_Job 1:_ According to the book description, how long did each anthropologist live in the communities they studied?

_Excerpt:_

How the World Changed Social Media
Daniel Miller, Elisabetta Costa, Nell Haynes, Tom McDonald, Razvan Nicolescu, Jolynna Sinanan, Juliano Spyer, Shriram Venkatraman, and Xinyuan Wang
How the World Changed Social Media is the first book in Why We Post, a book series that investigates the findings of anthropologists who each spent 15 months living in communities across the world. This book offers a comparative analysis summarising the results of the research and explores the impact of social media on politics and gender, education and commerce. What is the result of the increased emphasis on visual communication? Are we becoming more individual or more social? Why is public social media so conservative? Why does equality online fail to shift inequality offline? How did memes become the moral police of the internet?
Supported by an introduction to the project’s academic framework and theoretical terms that help to account for the findings, the book argues that the only way to appreciate and understand something as intimate and ubiquitous as social media is to be immersed in the lives of the people who post. Only then can we discover how people all around the world have already transformed social media in such unexpected ways and assess the consequences.
Daniel Miller is Professor of Anthropology at UCL, author/editor of 39 books including How the World Changed Social Media, Social Media in an English Village, Tales from Facebook, Digital Anthropology, (Ed. with H. Horst), The Internet: an Ethnographic Approach (with D. Slater), Webcam (with J. Sinanan), The Comfort of Things, A Theory of Shopping, and Stuff.
Elisabetta Costa is Post-doctoral Research Fellow at the British Institute at Ankara (BIAA). She is an anthropologist specialising in the study of digital media, social media, journalism, politics, and gender in Turkey and the Middle East.
Jolynna Sinanan is Vice Chancellor’s Postdoctoral Research Fellow at RMIT University, Melbourne. From 2011-2014, she was Research Fellow in Anthropology at UCL. She is co-author How the World Changed Social Media (with eight others) and Webcam. Her areas of research are digital ethnography, new media, migration and gender in Trinidad, Australia, and Singapore.
Juliano Spyer is Honorary Research Associate at UCL's Department of Anthropology, where he also obtained his PhD. His research interests include digital anthropology, online research methods, learning and apprenticeship, DIY/participatory media and Christianity.. Previously, he created and managed social media projects in the United States and Latin America, and published the first book about social media in Brazil (Conectado, 2007).
Nell Haynes is a Postdoctoral Fellow at Pontificia Universidad Católica de Chile in Santiago. She received her PhD in Anthropology from the American University in 2013. Her research addresses themes of performance, authenticity, globalisation, and gendered and ethnic identification in Bolivia and Chile.
Razvan Nicolescu is a Research Associate at University College London, from where he obtained his PhD in 2013. Trained both in telecommunications and anthropology, he has conducted ethnographic research in Romania and Italy. His research interests focus on visibility and digital anthropology; political economy, governance, and informality; feelings, subjectivity, and normativity.

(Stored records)

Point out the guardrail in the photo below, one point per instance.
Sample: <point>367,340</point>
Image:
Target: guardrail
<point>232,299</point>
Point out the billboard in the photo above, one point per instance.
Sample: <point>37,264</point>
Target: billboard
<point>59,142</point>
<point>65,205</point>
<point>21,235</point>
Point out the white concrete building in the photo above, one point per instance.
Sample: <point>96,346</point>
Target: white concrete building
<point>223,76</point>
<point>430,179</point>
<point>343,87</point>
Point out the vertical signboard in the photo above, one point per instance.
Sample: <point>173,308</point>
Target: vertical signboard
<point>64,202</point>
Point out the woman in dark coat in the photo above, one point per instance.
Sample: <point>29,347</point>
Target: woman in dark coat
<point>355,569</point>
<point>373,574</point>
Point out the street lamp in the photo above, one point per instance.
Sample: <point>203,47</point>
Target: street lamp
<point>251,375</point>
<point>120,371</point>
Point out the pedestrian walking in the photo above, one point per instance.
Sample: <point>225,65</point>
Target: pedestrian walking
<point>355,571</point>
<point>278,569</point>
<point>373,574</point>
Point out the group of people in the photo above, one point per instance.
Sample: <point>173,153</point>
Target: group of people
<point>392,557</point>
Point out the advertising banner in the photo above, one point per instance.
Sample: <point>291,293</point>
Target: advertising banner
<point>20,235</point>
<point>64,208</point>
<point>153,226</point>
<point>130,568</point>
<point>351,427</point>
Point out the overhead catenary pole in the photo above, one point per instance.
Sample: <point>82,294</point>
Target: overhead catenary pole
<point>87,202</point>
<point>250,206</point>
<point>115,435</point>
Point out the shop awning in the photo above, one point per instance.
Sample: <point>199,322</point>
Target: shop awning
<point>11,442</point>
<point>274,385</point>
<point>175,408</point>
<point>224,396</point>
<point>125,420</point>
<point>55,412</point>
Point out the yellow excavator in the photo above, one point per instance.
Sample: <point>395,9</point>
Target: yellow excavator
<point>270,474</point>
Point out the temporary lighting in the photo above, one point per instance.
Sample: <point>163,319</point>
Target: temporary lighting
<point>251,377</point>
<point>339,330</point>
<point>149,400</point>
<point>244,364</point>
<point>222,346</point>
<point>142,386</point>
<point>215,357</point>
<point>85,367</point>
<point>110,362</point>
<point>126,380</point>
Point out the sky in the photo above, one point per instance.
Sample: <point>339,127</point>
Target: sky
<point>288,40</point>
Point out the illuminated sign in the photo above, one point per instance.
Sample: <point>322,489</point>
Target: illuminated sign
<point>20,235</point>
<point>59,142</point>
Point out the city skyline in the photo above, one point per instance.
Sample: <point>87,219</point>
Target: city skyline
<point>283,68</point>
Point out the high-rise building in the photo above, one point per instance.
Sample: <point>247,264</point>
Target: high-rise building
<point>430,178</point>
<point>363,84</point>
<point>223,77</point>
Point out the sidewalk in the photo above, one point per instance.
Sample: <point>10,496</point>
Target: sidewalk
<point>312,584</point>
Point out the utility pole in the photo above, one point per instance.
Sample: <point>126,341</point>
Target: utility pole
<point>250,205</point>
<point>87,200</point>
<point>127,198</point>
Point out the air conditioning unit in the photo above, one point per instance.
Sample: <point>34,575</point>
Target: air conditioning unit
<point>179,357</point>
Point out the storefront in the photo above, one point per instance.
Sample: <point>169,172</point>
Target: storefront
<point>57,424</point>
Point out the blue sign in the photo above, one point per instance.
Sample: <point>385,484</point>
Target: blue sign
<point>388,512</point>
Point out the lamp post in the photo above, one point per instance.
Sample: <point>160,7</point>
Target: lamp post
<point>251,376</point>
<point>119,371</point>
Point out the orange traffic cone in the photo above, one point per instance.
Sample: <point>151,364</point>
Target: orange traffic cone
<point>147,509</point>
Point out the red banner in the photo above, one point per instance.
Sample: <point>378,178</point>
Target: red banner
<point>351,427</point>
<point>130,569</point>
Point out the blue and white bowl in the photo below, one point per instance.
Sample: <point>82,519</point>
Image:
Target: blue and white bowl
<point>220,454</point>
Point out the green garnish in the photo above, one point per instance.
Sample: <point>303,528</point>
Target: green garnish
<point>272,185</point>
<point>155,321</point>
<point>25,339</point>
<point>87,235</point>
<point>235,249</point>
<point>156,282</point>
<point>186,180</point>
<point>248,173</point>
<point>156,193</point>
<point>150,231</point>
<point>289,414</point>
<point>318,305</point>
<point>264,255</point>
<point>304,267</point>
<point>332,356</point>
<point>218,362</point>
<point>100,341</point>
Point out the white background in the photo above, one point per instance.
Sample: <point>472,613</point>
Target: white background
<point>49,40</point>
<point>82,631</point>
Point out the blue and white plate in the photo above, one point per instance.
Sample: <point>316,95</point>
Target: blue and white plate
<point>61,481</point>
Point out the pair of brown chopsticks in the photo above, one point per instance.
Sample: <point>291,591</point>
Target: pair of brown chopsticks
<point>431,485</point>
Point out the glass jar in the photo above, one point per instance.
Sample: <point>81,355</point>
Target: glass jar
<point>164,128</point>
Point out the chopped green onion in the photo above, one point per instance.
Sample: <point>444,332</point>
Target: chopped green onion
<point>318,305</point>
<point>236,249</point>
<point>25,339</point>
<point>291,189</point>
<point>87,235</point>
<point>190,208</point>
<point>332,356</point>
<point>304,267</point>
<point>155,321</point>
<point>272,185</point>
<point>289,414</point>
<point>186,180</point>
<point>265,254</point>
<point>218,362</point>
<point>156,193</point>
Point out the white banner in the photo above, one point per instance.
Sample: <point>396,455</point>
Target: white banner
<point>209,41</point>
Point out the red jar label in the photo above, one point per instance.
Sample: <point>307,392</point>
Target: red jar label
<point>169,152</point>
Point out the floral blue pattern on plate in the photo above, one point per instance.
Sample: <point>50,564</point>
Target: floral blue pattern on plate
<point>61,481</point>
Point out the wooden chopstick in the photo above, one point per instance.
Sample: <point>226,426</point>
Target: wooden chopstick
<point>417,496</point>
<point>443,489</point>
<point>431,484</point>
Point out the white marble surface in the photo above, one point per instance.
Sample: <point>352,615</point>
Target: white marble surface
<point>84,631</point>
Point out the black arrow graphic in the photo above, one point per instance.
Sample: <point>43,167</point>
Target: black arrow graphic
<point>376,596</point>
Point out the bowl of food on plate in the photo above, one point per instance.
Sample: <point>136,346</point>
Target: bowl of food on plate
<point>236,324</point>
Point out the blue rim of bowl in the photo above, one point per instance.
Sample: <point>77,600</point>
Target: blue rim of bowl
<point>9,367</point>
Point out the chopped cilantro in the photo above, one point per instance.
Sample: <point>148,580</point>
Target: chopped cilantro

_Job 2:_ Please write out the stored records again, requests included, from their first line up to and including the line containing "<point>21,235</point>". Offset every coordinate in the answers by 32, and leave the requests and their sample coordinates unchanged.

_Correct answer 1:_ 15 months.

_Correct answer 2:_
Point out the guardrail in the photo below, one point per instance.
Sample: <point>367,340</point>
Image:
Target: guardrail
<point>264,331</point>
Point out the billboard in the photo above, one point per instance.
Sample: <point>37,264</point>
Target: billboard
<point>91,174</point>
<point>97,237</point>
<point>53,267</point>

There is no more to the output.